Lines to return, exactly: from the line with "dry brown grass" to the line with "pinpoint the shrub" in the entries below, both included.

-*-

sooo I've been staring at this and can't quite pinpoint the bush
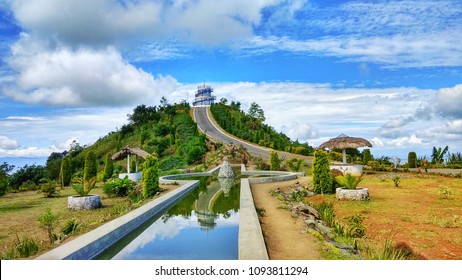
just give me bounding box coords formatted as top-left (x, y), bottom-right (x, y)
top-left (142, 154), bottom-right (159, 198)
top-left (286, 158), bottom-right (305, 172)
top-left (102, 154), bottom-right (114, 182)
top-left (13, 234), bottom-right (40, 258)
top-left (270, 151), bottom-right (284, 171)
top-left (38, 179), bottom-right (60, 198)
top-left (158, 156), bottom-right (186, 171)
top-left (61, 218), bottom-right (81, 235)
top-left (315, 202), bottom-right (336, 227)
top-left (83, 151), bottom-right (97, 182)
top-left (59, 157), bottom-right (71, 187)
top-left (38, 208), bottom-right (60, 244)
top-left (335, 173), bottom-right (363, 190)
top-left (72, 177), bottom-right (96, 196)
top-left (312, 150), bottom-right (334, 194)
top-left (103, 177), bottom-right (134, 197)
top-left (408, 152), bottom-right (417, 168)
top-left (363, 149), bottom-right (373, 165)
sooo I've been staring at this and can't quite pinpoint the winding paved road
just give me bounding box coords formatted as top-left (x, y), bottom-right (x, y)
top-left (193, 106), bottom-right (270, 159)
top-left (193, 106), bottom-right (313, 163)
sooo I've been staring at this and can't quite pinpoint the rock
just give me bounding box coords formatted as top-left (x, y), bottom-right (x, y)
top-left (316, 221), bottom-right (335, 239)
top-left (304, 218), bottom-right (317, 228)
top-left (300, 204), bottom-right (321, 219)
top-left (68, 195), bottom-right (101, 210)
top-left (336, 188), bottom-right (369, 201)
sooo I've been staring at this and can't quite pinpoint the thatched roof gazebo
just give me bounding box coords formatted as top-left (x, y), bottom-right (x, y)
top-left (111, 146), bottom-right (149, 181)
top-left (318, 134), bottom-right (372, 164)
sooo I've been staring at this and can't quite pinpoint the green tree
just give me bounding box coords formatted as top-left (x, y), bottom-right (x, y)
top-left (270, 151), bottom-right (284, 171)
top-left (431, 146), bottom-right (449, 166)
top-left (219, 97), bottom-right (228, 105)
top-left (407, 151), bottom-right (417, 168)
top-left (45, 152), bottom-right (64, 180)
top-left (0, 162), bottom-right (14, 196)
top-left (102, 154), bottom-right (114, 182)
top-left (248, 102), bottom-right (266, 122)
top-left (59, 157), bottom-right (71, 188)
top-left (142, 154), bottom-right (159, 198)
top-left (363, 149), bottom-right (373, 165)
top-left (83, 151), bottom-right (97, 182)
top-left (37, 208), bottom-right (60, 244)
top-left (312, 150), bottom-right (333, 194)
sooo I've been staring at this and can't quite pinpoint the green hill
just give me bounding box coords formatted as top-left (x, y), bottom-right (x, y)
top-left (210, 102), bottom-right (314, 156)
top-left (44, 102), bottom-right (208, 184)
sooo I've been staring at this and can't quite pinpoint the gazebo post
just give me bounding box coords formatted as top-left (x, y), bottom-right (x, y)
top-left (127, 154), bottom-right (131, 174)
top-left (135, 155), bottom-right (139, 173)
top-left (342, 149), bottom-right (347, 164)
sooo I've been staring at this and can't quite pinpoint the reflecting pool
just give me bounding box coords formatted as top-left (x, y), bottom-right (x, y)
top-left (97, 177), bottom-right (240, 260)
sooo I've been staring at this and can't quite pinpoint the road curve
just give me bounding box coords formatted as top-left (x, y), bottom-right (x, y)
top-left (193, 106), bottom-right (270, 159)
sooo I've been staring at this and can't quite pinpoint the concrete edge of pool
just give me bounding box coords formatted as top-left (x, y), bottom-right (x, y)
top-left (35, 164), bottom-right (303, 260)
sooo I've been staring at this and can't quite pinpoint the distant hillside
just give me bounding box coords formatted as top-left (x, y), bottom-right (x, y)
top-left (44, 102), bottom-right (208, 182)
top-left (210, 102), bottom-right (314, 156)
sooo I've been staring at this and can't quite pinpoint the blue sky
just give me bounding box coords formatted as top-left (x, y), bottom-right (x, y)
top-left (1, 0), bottom-right (462, 166)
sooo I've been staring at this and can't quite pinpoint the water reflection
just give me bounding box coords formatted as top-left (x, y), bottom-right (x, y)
top-left (102, 177), bottom-right (240, 260)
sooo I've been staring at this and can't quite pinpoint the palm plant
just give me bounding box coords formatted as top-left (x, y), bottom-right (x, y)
top-left (335, 173), bottom-right (363, 190)
top-left (431, 146), bottom-right (449, 166)
top-left (286, 158), bottom-right (305, 172)
top-left (72, 177), bottom-right (97, 196)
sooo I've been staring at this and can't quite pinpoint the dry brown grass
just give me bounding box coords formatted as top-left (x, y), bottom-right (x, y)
top-left (305, 172), bottom-right (462, 259)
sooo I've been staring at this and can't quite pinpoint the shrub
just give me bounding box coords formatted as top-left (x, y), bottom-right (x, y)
top-left (83, 151), bottom-right (97, 182)
top-left (270, 151), bottom-right (284, 171)
top-left (13, 234), bottom-right (40, 258)
top-left (360, 238), bottom-right (407, 260)
top-left (392, 175), bottom-right (400, 188)
top-left (363, 149), bottom-right (373, 165)
top-left (158, 156), bottom-right (186, 171)
top-left (286, 158), bottom-right (305, 172)
top-left (142, 154), bottom-right (159, 198)
top-left (61, 218), bottom-right (81, 235)
top-left (315, 202), bottom-right (336, 227)
top-left (344, 215), bottom-right (366, 238)
top-left (59, 157), bottom-right (71, 188)
top-left (72, 177), bottom-right (96, 196)
top-left (103, 177), bottom-right (134, 197)
top-left (38, 208), bottom-right (60, 244)
top-left (335, 173), bottom-right (363, 190)
top-left (312, 150), bottom-right (333, 194)
top-left (438, 186), bottom-right (453, 199)
top-left (407, 152), bottom-right (417, 168)
top-left (102, 154), bottom-right (114, 182)
top-left (38, 178), bottom-right (60, 198)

-*-

• _WRITTEN SOLUTION_:
sooo I've been staring at this and can't quite pinpoint the dry brown grass
just give me bounding box coords formatted as top-left (x, y), bottom-right (x, y)
top-left (305, 172), bottom-right (462, 259)
sooo I've been staring at this and can't quite pinpoint the shrub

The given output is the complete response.